**Exercise tasks**
A: Please say whether each statement agrees with the forestry article, answering yes or no and quoting the deciding words of the text: (i) The new legislation was introduced as part of Budget 2020. (ii) The Forest Owners Association supports the Bill. (iii) Labour promised a wood preference policy in the last election.
B: Reproduce the forestry article between "But the Forest" and "Bill becomes law.", inclusive, substituting "needless" for "pointless".

***** Supplied passage *****

A new log registration scheme and practice standards will bring us one step closer to achieving ‘value over volume’ in our forestry sector, says Forestry Minister Shane Jones.
New legislation – introduced as part of Budget 2020 – will require forestry advisers, log traders and exporters to register and work to nationally-agreed practice standards that will strengthen the integrity of New Zealand’s forestry supply chain.
But the Forest Owners Association sees the Forests (Regulation of Log Traders and Forestry Advisers) Amendment Bill very differently – saying the industry anticipates an unacceptable and pointless bureaucratic cost to all parts of the sector if the Bill becomes law.
FOA president Phil Taylor says the first details forest growers saw of the scheme was when it was introduced to Parliament for its first reading on May 14 – the Government’s 2020 Budget day. It will now go to the Environment Select Committee.
“The Government speakers in its first reading debate seem to think that giving a certificate to someone who buys and sells logs, is going to lead to more logs being processed in NZ and not exported.
“That means, for instance, that the Government appears to have no confidence in its own $5 billion spending for new housing units. We hope the Government will make sure timber is used extensively for this. Labour promised a wood preference policy in the last election.”

***** Study material *****

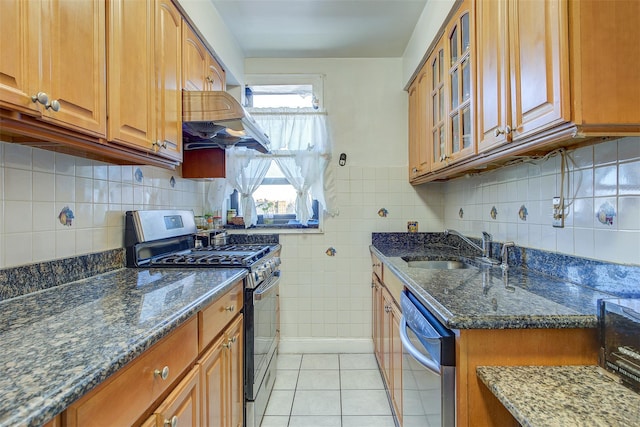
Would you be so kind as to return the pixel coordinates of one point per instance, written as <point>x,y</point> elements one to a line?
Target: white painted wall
<point>326,301</point>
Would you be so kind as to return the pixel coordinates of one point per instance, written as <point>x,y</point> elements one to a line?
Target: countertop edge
<point>561,395</point>
<point>52,404</point>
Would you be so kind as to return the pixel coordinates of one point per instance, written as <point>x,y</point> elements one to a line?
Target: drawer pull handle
<point>229,342</point>
<point>40,97</point>
<point>164,373</point>
<point>173,422</point>
<point>53,105</point>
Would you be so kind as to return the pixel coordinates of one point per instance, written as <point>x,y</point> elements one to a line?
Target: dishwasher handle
<point>425,361</point>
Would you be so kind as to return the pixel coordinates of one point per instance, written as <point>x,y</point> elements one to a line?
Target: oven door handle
<point>408,345</point>
<point>266,288</point>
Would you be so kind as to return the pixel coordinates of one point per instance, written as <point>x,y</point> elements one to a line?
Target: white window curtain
<point>302,149</point>
<point>245,170</point>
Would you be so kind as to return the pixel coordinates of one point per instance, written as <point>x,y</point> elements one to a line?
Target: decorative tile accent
<point>523,213</point>
<point>606,213</point>
<point>66,216</point>
<point>494,213</point>
<point>138,175</point>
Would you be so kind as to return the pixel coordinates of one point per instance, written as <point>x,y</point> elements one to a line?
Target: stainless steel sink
<point>439,265</point>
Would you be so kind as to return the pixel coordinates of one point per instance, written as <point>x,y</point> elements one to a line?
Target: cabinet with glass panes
<point>452,76</point>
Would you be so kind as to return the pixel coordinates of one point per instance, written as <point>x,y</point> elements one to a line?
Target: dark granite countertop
<point>485,297</point>
<point>562,395</point>
<point>59,343</point>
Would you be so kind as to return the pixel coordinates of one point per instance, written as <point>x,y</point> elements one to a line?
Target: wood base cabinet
<point>182,406</point>
<point>386,339</point>
<point>475,403</point>
<point>175,382</point>
<point>221,375</point>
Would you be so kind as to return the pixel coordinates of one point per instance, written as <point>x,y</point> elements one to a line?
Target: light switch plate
<point>557,217</point>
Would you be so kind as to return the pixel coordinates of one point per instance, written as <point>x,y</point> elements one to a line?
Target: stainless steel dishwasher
<point>428,367</point>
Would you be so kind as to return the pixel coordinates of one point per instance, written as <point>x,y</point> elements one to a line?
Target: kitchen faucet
<point>486,243</point>
<point>504,255</point>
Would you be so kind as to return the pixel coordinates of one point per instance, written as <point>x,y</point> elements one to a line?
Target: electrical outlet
<point>557,219</point>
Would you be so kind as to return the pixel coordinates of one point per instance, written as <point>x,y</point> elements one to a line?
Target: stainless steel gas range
<point>169,239</point>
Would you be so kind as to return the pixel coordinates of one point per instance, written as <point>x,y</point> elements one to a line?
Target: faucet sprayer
<point>486,243</point>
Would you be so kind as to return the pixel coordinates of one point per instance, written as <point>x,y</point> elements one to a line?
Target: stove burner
<point>223,256</point>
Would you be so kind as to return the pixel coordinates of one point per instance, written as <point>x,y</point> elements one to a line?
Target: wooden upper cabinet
<point>604,77</point>
<point>168,62</point>
<point>539,65</point>
<point>215,77</point>
<point>418,150</point>
<point>492,62</point>
<point>194,60</point>
<point>55,48</point>
<point>522,69</point>
<point>19,55</point>
<point>437,109</point>
<point>131,85</point>
<point>200,69</point>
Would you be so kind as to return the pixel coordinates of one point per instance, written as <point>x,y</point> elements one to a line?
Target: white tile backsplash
<point>35,185</point>
<point>605,173</point>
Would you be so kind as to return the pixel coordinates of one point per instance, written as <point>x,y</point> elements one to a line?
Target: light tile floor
<point>328,390</point>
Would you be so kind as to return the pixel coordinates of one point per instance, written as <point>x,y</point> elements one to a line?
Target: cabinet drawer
<point>182,406</point>
<point>215,317</point>
<point>121,399</point>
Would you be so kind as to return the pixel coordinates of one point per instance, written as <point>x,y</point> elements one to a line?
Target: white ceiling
<point>321,28</point>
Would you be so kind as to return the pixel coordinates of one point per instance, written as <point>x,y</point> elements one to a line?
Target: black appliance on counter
<point>619,324</point>
<point>169,239</point>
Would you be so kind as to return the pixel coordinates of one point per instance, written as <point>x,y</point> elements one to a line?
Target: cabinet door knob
<point>41,97</point>
<point>53,105</point>
<point>158,145</point>
<point>173,422</point>
<point>164,373</point>
<point>506,131</point>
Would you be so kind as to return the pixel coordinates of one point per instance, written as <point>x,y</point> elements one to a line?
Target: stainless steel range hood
<point>215,119</point>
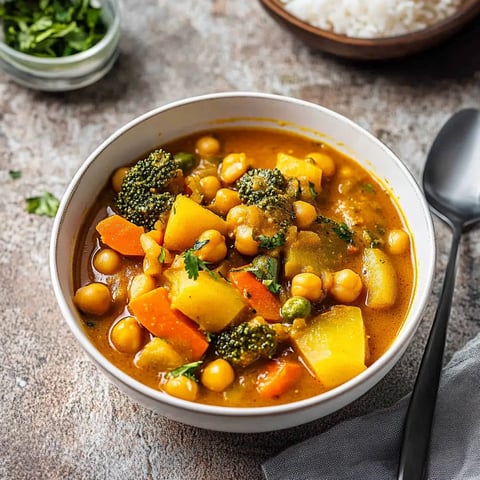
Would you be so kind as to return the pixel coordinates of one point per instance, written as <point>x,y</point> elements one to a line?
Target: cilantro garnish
<point>341,229</point>
<point>187,370</point>
<point>45,204</point>
<point>51,28</point>
<point>268,243</point>
<point>193,264</point>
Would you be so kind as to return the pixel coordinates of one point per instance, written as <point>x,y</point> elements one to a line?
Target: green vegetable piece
<point>193,264</point>
<point>45,204</point>
<point>296,307</point>
<point>185,161</point>
<point>246,343</point>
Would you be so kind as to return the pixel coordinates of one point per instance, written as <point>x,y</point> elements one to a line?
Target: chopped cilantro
<point>268,243</point>
<point>193,264</point>
<point>45,204</point>
<point>341,229</point>
<point>51,28</point>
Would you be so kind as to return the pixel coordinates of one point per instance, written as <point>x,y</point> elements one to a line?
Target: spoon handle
<point>419,417</point>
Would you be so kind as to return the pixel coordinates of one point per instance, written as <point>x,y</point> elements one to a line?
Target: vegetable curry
<point>244,267</point>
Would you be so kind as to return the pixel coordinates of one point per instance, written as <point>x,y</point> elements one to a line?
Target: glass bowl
<point>70,72</point>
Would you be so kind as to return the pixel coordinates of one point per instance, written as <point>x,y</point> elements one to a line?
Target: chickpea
<point>207,146</point>
<point>305,213</point>
<point>233,167</point>
<point>236,216</point>
<point>127,335</point>
<point>295,307</point>
<point>398,242</point>
<point>218,375</point>
<point>324,161</point>
<point>244,241</point>
<point>225,199</point>
<point>181,387</point>
<point>347,285</point>
<point>94,298</point>
<point>117,178</point>
<point>215,250</point>
<point>140,284</point>
<point>210,186</point>
<point>307,285</point>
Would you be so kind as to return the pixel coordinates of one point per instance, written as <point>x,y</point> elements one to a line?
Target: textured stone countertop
<point>59,416</point>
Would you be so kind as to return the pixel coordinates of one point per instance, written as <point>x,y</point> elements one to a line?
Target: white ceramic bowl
<point>238,109</point>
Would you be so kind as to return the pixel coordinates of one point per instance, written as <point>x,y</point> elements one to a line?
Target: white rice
<point>372,18</point>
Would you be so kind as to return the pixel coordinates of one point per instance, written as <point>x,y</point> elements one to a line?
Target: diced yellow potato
<point>187,221</point>
<point>333,345</point>
<point>380,278</point>
<point>300,168</point>
<point>158,355</point>
<point>302,254</point>
<point>211,302</point>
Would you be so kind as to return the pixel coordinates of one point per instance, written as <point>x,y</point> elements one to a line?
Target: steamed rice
<point>372,18</point>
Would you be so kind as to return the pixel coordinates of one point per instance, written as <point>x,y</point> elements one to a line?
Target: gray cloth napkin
<point>367,448</point>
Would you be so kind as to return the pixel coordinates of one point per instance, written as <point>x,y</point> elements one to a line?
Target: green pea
<point>185,161</point>
<point>296,307</point>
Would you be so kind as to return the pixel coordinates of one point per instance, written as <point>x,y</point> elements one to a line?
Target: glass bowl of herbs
<point>58,45</point>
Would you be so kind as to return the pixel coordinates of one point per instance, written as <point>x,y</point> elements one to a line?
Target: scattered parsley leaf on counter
<point>15,174</point>
<point>45,204</point>
<point>51,28</point>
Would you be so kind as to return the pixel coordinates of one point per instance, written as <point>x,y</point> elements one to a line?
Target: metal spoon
<point>451,182</point>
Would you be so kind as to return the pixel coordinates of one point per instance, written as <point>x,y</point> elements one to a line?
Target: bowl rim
<point>390,357</point>
<point>464,12</point>
<point>110,35</point>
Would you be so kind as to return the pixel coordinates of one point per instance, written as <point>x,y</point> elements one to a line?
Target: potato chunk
<point>333,345</point>
<point>187,221</point>
<point>211,303</point>
<point>380,278</point>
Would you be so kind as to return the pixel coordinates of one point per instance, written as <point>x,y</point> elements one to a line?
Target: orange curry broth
<point>262,145</point>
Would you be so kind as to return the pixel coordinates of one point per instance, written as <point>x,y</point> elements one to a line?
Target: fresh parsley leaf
<point>341,229</point>
<point>15,174</point>
<point>187,370</point>
<point>268,243</point>
<point>193,264</point>
<point>54,28</point>
<point>45,204</point>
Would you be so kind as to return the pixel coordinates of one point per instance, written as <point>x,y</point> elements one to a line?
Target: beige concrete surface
<point>59,416</point>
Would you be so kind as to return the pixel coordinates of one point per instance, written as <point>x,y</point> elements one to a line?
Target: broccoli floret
<point>270,191</point>
<point>149,189</point>
<point>247,342</point>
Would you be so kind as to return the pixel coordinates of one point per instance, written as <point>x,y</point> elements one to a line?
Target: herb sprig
<point>51,28</point>
<point>45,204</point>
<point>193,264</point>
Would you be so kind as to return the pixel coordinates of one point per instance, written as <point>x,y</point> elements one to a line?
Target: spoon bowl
<point>452,187</point>
<point>450,178</point>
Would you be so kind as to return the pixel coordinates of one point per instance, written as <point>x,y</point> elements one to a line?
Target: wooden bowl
<point>373,48</point>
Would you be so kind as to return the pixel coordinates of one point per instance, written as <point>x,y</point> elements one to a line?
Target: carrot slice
<point>121,235</point>
<point>279,376</point>
<point>154,312</point>
<point>260,298</point>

*****

**Solutions for each task**
A:
(i) Yes: "introduced as part of Budget 2020"
(ii) No: "sees the Forests (Regulation of Log Traders and Forestry Advisers) Amendment Bill very differently"
(iii) Yes: "Labour promised a wood preference policy in the last election."

B:
But the Forest Owners Association sees the Forests (Regulation of Log Traders and Forestry Advisers) Amendment Bill very differently – saying the industry anticipates an unacceptable and needless bureaucratic cost to all parts of the sector if the Bill becomes law.